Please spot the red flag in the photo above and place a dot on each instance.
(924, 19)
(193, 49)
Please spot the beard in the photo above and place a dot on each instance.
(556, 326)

• REQUIREMENTS: Copy every line of the records above, keeping each request unchanged, and add 139 to both numbers in every coordinate pair.

• RESULT FOR THIS TASK:
Please spot the red flag in the photo above and place a dot on each instance.
(1063, 158)
(332, 188)
Please spot the beard in the photo above and place a dot on each instance.
(695, 465)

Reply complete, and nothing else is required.